───── Provided data ─────

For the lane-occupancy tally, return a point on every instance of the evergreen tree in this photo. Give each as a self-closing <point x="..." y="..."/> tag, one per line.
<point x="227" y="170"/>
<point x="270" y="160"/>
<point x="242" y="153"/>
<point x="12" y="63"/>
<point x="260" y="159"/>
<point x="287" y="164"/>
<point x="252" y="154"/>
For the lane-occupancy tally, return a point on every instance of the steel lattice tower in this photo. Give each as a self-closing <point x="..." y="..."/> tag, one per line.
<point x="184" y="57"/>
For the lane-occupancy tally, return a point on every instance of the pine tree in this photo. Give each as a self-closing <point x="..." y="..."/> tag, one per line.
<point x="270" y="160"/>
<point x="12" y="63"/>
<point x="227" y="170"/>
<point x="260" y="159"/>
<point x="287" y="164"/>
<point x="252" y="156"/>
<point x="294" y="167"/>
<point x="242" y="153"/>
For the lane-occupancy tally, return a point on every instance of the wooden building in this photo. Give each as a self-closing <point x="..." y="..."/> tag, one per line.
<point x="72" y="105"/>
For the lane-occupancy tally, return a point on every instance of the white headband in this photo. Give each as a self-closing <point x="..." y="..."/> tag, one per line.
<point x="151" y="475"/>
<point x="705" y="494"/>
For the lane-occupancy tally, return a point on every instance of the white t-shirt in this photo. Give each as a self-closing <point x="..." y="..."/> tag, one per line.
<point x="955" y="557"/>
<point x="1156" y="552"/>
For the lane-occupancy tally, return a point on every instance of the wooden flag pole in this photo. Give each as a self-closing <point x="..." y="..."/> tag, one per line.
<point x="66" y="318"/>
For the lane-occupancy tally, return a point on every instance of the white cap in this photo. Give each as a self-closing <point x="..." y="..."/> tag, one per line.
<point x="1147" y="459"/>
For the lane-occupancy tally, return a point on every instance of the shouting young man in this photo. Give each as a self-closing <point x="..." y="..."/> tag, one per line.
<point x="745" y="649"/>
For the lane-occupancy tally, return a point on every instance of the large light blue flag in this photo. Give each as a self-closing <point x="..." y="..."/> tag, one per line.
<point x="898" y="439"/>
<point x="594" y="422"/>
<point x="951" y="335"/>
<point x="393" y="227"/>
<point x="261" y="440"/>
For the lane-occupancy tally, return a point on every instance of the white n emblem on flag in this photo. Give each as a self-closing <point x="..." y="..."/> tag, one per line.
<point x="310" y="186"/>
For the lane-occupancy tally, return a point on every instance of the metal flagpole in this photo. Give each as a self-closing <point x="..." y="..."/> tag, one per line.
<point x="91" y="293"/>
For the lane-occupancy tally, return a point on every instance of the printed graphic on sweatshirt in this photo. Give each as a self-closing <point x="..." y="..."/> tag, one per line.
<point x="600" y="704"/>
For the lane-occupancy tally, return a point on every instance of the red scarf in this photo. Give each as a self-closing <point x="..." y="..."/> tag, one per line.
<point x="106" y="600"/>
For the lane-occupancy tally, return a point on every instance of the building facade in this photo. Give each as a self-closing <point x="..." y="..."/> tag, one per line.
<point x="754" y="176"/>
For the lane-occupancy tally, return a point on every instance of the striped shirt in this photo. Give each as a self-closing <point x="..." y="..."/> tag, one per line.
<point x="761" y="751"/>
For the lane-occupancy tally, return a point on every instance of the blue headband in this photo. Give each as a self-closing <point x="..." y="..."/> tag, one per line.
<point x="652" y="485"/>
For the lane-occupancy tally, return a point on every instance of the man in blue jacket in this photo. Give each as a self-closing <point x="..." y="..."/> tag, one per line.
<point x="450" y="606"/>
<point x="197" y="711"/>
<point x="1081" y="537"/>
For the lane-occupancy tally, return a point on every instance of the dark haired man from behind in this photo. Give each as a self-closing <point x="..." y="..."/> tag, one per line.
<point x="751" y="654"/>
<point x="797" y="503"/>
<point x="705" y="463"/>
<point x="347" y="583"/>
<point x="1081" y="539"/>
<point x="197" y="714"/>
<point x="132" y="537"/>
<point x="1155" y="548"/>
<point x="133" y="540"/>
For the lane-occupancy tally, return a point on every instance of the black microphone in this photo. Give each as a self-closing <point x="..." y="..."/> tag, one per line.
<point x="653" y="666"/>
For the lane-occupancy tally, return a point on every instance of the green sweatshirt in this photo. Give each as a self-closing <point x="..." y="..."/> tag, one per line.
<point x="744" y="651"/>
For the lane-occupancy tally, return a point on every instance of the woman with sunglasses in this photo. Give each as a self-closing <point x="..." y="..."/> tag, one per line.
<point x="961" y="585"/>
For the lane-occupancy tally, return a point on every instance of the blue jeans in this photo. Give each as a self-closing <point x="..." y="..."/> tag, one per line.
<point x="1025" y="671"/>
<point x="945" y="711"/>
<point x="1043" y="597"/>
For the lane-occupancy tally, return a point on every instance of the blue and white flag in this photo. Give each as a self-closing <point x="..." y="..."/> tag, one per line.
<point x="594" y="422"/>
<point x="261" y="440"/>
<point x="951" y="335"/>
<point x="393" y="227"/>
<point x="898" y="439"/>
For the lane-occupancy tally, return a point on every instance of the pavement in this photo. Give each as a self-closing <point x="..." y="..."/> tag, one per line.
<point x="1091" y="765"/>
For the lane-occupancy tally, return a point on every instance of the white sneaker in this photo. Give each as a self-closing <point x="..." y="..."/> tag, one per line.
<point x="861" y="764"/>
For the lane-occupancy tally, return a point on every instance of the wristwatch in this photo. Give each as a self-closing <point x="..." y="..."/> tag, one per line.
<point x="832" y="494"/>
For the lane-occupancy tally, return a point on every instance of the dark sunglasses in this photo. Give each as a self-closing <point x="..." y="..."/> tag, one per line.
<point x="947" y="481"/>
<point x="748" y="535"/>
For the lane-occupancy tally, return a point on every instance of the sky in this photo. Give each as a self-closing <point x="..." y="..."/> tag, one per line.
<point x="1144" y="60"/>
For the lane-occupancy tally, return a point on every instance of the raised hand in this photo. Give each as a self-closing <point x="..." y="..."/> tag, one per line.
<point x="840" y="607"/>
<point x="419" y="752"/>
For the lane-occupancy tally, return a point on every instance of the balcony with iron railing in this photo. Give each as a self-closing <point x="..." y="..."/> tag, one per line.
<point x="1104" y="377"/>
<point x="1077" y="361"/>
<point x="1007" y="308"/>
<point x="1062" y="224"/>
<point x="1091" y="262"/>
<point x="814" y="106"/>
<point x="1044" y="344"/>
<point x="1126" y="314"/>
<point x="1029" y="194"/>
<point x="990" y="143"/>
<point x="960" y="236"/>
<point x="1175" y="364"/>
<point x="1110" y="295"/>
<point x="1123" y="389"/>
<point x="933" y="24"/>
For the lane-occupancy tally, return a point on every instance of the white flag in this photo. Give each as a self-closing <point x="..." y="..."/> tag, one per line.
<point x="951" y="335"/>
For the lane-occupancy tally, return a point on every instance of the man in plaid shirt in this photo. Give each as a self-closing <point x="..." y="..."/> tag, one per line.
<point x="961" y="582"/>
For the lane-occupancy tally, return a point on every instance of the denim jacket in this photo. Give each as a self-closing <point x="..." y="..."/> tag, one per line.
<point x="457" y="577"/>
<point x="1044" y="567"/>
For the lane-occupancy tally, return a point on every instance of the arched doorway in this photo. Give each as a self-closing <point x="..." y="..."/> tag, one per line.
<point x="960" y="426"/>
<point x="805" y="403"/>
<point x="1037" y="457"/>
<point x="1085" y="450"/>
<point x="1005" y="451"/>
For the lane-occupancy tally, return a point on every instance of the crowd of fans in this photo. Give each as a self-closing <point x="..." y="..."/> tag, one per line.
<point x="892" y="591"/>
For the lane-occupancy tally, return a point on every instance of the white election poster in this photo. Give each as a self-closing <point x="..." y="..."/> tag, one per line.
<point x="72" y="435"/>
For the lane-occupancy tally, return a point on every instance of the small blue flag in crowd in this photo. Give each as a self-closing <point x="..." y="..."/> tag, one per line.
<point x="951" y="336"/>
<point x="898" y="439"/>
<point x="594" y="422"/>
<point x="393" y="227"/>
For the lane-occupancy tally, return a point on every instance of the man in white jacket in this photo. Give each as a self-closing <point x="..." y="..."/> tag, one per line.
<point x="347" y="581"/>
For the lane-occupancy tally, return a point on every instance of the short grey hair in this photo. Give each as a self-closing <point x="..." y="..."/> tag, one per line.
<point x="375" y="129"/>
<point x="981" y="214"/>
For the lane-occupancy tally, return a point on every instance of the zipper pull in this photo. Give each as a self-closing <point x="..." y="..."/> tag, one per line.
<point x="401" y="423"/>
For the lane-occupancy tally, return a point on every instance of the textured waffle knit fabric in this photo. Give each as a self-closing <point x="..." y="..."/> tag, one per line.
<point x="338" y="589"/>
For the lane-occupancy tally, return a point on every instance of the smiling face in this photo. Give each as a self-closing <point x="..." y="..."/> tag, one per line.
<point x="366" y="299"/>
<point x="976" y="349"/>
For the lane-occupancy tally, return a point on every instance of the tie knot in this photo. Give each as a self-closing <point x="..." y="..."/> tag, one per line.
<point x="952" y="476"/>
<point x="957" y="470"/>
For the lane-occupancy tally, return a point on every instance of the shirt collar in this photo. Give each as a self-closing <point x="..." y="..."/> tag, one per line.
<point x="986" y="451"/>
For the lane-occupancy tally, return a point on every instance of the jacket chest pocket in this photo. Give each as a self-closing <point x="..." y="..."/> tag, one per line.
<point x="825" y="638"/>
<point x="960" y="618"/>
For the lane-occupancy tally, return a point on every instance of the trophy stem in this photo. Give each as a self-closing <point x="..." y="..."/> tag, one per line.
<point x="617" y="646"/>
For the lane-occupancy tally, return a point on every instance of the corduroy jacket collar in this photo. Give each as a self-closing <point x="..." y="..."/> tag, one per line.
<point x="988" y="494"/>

─────

Written instruction: Beginning at the line containing "of the smiling", repeat each line exactly through the last line of the entries, and include no other lines.

Task response:
For the lane-occupancy tally, return a point on every instance of the smiling face in this photo. Give each as a self-closing <point x="..." y="..."/> tag, one per line.
<point x="366" y="299"/>
<point x="976" y="349"/>
For the lane-occupancy tally, return a point on every instance of the tie knot in this photo. Give each as a self-closing <point x="..." y="..."/> tag, one per line.
<point x="952" y="476"/>
<point x="957" y="470"/>
For the lane-occupancy tally, return a point on every instance of the shirt collar in this photo. Give each as a self-closing <point x="..." y="..."/> tag, one per line.
<point x="986" y="451"/>
For the lane-occupancy tally, return a point on every instance of the jacket chest pocket in this photo. Give each as a self-closing <point x="..." y="..."/> tag, one per line.
<point x="825" y="638"/>
<point x="960" y="618"/>
For the lane-occupancy tally, return a point on every instance of the trophy stem in this photo. Give each as a self-closing <point x="..." y="..."/> tag, one per line.
<point x="617" y="646"/>
For the lane-occupancy tally, return a point on every instance of the corduroy jacket collar in this photo. Give each as a self-closing <point x="..." y="..."/> tag, one per line.
<point x="988" y="494"/>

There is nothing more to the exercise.